Entries taken from a collection:
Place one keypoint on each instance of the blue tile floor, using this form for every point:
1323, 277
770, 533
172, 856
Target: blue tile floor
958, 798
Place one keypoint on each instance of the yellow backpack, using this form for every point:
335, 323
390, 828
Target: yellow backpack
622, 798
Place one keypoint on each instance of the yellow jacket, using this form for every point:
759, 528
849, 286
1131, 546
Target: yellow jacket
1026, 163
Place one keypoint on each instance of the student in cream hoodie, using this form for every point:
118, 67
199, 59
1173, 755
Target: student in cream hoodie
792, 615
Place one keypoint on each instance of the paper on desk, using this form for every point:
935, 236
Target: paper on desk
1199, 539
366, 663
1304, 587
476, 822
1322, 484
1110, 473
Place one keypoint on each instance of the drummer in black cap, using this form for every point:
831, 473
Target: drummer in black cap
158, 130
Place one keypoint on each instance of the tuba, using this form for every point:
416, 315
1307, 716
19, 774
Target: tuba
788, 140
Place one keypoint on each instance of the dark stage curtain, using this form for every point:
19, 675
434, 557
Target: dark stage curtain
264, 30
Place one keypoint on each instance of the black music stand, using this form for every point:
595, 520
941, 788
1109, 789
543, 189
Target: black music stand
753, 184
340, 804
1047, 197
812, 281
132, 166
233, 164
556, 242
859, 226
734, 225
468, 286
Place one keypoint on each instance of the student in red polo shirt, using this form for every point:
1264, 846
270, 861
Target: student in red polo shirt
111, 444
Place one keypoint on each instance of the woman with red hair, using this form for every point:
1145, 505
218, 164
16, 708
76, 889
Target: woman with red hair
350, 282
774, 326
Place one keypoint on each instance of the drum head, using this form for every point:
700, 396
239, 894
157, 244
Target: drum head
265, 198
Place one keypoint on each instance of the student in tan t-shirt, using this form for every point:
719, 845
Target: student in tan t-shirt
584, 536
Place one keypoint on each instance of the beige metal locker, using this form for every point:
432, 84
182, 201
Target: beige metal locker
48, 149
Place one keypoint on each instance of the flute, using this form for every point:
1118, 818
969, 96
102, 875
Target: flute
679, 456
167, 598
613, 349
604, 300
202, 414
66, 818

Work instruction:
Once you have read the records above, set every one of them down again exactly.

Output:
Place one keypoint on each instance of the blue tile floor, using this form for every point:
1323, 277
770, 533
172, 856
Target: blue tile floor
958, 798
Place one keypoint on each instance of the yellow backpack, using this form for every point:
335, 323
390, 828
Target: yellow backpack
622, 798
Place one keypoint on each instance of the yellow jacket, using this form for every point:
759, 528
849, 286
1131, 546
Target: yellow jacket
1026, 163
Place one keypoint on each instance of the student in cream hoodie, using this form for every point:
118, 67
199, 59
1173, 755
Target: student in cream hoodie
792, 615
Place one keypoint on each instance of the paper on desk, using this form for every point:
935, 236
Target: paper on desk
1199, 539
366, 663
1304, 587
476, 822
1322, 484
1110, 473
Place one keypoint on each instance of the drummer in black cap, using this form for every point:
831, 473
Target: drummer in black cap
158, 130
Place one keypoint on each instance of the tuba, using this form for every point:
416, 315
1307, 716
19, 774
Target: tuba
788, 140
Place one keypoint on each instance of the dark stage curtain, using this form for every point:
19, 675
434, 557
Target: dark stage curtain
264, 30
Place one keypoint on each instance of the black music stand, using this form for every point:
595, 520
941, 788
1109, 789
543, 189
Target: black music stand
753, 184
340, 804
1047, 197
812, 281
132, 166
233, 164
556, 242
859, 226
734, 225
468, 286
Place one keypoint on each instance of the student in red polo shirt, using this form for every point:
1264, 846
270, 861
Target: student in red polo shirt
111, 444
Place one keypoint on each instance of the woman with red hair, using this form for every point:
1145, 505
218, 164
16, 708
76, 889
Target: woman with red hair
350, 282
774, 326
Place one keypoint on each instance of the drum head, using this form for every point:
700, 396
239, 894
157, 244
Target: drum head
265, 198
Place one keypoint on each instance of the student in tan t-shirt, using this form for every point:
719, 845
Target: student in tan t-shirt
584, 536
Place one keypoint on each instance of the beige metal locker, using this form for every point:
432, 84
182, 201
Target: beige metal locker
48, 149
Place one keypoint on each instance of the flute, using this form for every point:
1118, 818
969, 96
102, 875
Target: flute
679, 456
167, 598
613, 349
604, 300
202, 414
66, 818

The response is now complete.